## [Document]

┌──

Hmm.  We have a gap in tests here as we don't have any tests stressing
switchovers when it comes to track_commit_timestamps.  Anyway, could
you confirm that I got the problem right?  Here is the flow I am getting
from the information of upthread, roughly:
1) Primary/standby cluster, both using max_worker_processes = 8, and
track_commit_timestamp = off.
2) In order to begin the switchover, first stop cleanly the primary.
3) Update configuration of the standby as follows, promote it and
restart it:
track_commit_timestamp = on
max_worker_processes = 50
4) Enable streaming on the old primary to make it a standby, starting
it fails because of the unmatching setting for max_worker_processes.
5) Re-adjust max_worker_processes correctly on the new standby, start
it.  Then this startup should fail at the lookup of pg_commit_ts/.

I have been able to write a TAP test to reproduce this exact scenario,
though it succeeds for me (it could be a good idea to add some
coverage for that actually..).  Perhaps I am missing a step though?
For example, perhaps the original setting was track_commit_timestamp =
on, then it got disabled once?
--
Michael

Attachment

Re: Loss of replication after simple misconfiguration

From

Michael Paquier

Date:

10 April 2020, 05:43:15

On Fri, Apr 10, 2020 at 01:14:34PM +0900, Michael Paquier wrote:
> I have been able to write a TAP test to reproduce this exact scenario,
> though it succeeds for me (it could be a good idea to add some
> coverage for that actually..).  Perhaps I am missing a step though?

└──

## [Object location annotation records]
┌──

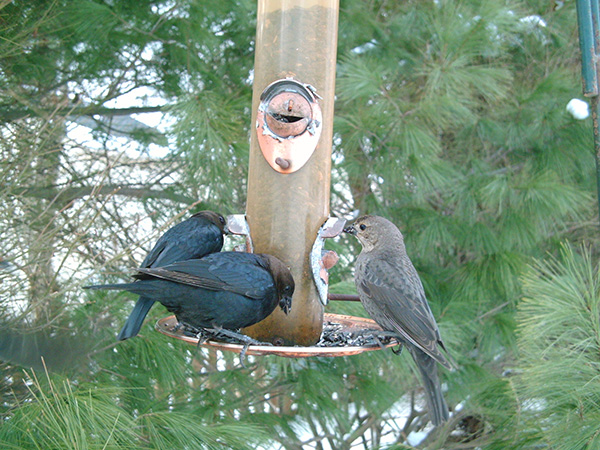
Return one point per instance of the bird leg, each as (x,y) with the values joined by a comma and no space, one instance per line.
(246,341)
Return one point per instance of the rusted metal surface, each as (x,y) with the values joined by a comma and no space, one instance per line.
(339,328)
(288,125)
(322,260)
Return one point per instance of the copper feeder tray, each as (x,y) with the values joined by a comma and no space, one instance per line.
(350,324)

└──

Please copy the part of the replication thread between "2) In order" and "setting for max_worker_processes.", inclusive, word for word.

## [Final result]
2) In order to begin the switchover, first stop cleanly the primary.
3) Update configuration of the standby as follows, promote it and
restart it:
track_commit_timestamp = on
max_worker_processes = 50
4) Enable streaming on the old primary to make it a standby, starting
it fails because of the unmatching setting for max_worker_processes.